BEGIN Listed records
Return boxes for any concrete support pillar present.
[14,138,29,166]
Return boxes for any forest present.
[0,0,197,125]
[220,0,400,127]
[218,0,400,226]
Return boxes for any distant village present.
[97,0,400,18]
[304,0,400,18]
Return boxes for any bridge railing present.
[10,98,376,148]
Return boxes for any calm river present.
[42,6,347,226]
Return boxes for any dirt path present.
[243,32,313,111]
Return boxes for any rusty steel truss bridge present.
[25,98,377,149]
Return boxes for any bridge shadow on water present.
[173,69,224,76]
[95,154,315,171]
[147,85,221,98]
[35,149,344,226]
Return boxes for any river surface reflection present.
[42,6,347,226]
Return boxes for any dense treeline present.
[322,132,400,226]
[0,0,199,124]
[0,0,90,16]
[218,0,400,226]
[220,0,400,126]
END Listed records
Output every line above as a numbered list, leaving out any blank lines.

1. Return boxes for any concrete support pillar present.
2. [14,138,29,166]
3. Return boxes for any forest present.
4. [0,0,197,125]
5. [220,0,400,127]
6. [218,0,400,226]
7. Return boxes for any distant village present.
8. [97,0,400,18]
9. [304,0,400,18]
10. Return boxes for any bridge railing present.
11. [10,98,376,148]
12. Return boxes for any calm river present.
13. [42,6,347,226]
14. Return boxes for any dirt path present.
15. [243,32,313,111]
16. Return boxes for any rusty steel truss bridge present.
17. [25,98,377,149]
18. Return boxes for any bridge shadow on water present.
19. [173,69,224,76]
20. [95,154,315,171]
21. [147,85,221,98]
22. [35,149,344,226]
23. Return boxes for any river surface reflection present.
24. [42,6,347,226]
25. Return boxes for any dense treeline present.
26. [322,132,400,226]
27. [0,0,199,124]
28. [0,0,90,16]
29. [218,0,400,226]
30. [220,0,400,126]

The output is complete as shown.